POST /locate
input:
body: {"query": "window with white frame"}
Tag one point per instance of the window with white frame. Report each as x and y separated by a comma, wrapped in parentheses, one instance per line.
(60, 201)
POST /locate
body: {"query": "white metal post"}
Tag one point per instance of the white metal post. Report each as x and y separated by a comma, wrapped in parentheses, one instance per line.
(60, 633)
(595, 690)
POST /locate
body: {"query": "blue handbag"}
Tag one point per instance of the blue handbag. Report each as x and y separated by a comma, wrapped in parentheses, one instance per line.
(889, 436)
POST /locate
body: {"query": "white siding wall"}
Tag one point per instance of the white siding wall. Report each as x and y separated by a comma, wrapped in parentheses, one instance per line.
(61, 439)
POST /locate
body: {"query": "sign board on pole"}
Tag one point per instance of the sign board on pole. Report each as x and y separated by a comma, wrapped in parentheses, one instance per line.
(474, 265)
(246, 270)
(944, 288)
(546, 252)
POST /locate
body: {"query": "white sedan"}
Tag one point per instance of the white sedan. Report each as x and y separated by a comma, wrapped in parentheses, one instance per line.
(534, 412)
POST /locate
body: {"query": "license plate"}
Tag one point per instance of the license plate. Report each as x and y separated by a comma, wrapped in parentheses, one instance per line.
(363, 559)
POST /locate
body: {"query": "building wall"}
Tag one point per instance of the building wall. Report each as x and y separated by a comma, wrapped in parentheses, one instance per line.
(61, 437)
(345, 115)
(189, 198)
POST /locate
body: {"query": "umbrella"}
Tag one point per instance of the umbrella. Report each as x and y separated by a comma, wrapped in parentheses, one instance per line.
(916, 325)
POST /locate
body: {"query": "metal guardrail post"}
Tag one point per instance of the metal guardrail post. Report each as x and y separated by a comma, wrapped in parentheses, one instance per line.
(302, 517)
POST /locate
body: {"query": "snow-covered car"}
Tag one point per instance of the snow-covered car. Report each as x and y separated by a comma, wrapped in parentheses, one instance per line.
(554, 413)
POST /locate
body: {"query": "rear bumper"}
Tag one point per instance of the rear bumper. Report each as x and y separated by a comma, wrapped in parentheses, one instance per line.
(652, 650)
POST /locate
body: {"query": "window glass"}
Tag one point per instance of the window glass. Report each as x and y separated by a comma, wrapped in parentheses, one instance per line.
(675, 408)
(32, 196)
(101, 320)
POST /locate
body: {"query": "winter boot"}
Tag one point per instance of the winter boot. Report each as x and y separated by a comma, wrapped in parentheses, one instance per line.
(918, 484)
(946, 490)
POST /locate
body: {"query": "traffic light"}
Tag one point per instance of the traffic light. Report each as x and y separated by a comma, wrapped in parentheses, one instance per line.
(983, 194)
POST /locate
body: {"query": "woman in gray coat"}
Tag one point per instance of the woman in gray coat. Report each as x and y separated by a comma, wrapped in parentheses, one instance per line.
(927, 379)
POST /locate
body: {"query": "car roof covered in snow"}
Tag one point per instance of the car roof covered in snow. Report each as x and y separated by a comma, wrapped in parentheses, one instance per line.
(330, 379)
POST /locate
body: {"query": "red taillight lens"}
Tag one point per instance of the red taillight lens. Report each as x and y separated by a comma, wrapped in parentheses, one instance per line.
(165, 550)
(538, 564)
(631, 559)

> [Exercise directions]:
Every entry is to be returned exactly, with nothing dropped.

> [Solution for this problem]:
POST /locate
input:
body: {"query": "window with white frame"}
Tag one point per instance of the window with white frame. Report each as x and y separated by a comma, wrapped in parentheses, one instance per line.
(60, 201)
POST /locate
body: {"query": "white metal post"}
Tag one point per instance of the white metal post. Report each as x and y separated by a comma, wrapped in parentheses, one instance per line.
(60, 633)
(595, 690)
POST /locate
body: {"query": "blue handbag"}
Tag one point per instance of the blue handbag. Report each as x and y separated by a comma, wrapped in parentheses, one instance per line.
(889, 436)
POST /locate
body: {"query": "white siding wall"}
Tag one point per instance of the white siding wall. Report each as x and y separated by a comma, wrapped in parentheses, one instance per line.
(61, 439)
POST /locate
body: {"query": "sign board on pole"}
Tag one point per instance of the sign board on pole. Report each as x and y separated by a comma, wrapped in parentheses, one instance per line.
(474, 265)
(246, 270)
(944, 288)
(546, 252)
POST /locate
body: {"query": "white sedan"}
Tag one point per instance of the white sedan. Report each as x and y separated by a comma, wrapped in parentheses, one instance per line.
(534, 412)
POST /locate
body: {"query": "license plate"}
Tag one point per instance of the license plate. Report each as x and y separated by a comma, wrapped in parentheses, one instance per line.
(363, 559)
POST /locate
body: {"query": "building wall"}
Tag one point per instance of the building wall. Report each as x and y separated by a comma, wrapped in parentheses, one instance per line.
(61, 437)
(345, 115)
(189, 198)
POST /locate
body: {"query": "umbrella"}
Tag one point per instance of the umbrella. Report each as x and y separated by a comma, wrapped in parentheses, one instance per line.
(916, 325)
POST /locate
body: {"query": "metal guardrail post"}
Tag one point per instance of the metal guardrail post. Report each as x and y separated by a comma, wrapped in parentheses, one instance per line.
(302, 517)
POST /locate
body: {"query": "snow-covered car"}
Tag one point per instance of the snow-covered car. Report each as x and y separated by a comma, wrapped in parentheses, one instance per line.
(554, 413)
POST /locate
body: {"query": "rear bumper"}
Tag one point per instance of the rear bumper. Report each as x and y separated by a comma, wrapped in parentheses, one instance per line.
(652, 650)
POST /locate
body: {"query": "window glass"}
Tag one point per instance of the window glass. Report each as x and y separated by a comma, wrapped in parentheses, one instance per line.
(675, 408)
(32, 196)
(101, 320)
POST /locate
body: {"query": "winter boot"}
Tag one point per instance of the winter boot. Report each as x and y separated by a comma, wrapped in parentheses, one instance per line.
(918, 484)
(946, 490)
POST /locate
body: {"query": "traffic light"}
Tag one point per instance of the traffic light. Report each as x and y separated by a comma, wrapped in parentheses, one instance per line.
(983, 194)
POST /locate
body: {"query": "woman in gray coat"}
Tag one point per instance of the woman in gray coat. Report each as x and y separated by a comma, wrapped in parentheses, one instance per line.
(927, 379)
POST /locate
body: {"query": "car roof covered in snow"}
Tag one point per instance of the car roof covered in snow. Report each as x and y separated by a comma, wrapped in parentheses, one instance per line.
(330, 379)
POST /locate
body: {"query": "red taillight lens"}
Tag one point per instance of the red taillight lens. Report each as x and y separated by a comma, wrapped in parentheses, one instance per line.
(165, 550)
(538, 564)
(631, 559)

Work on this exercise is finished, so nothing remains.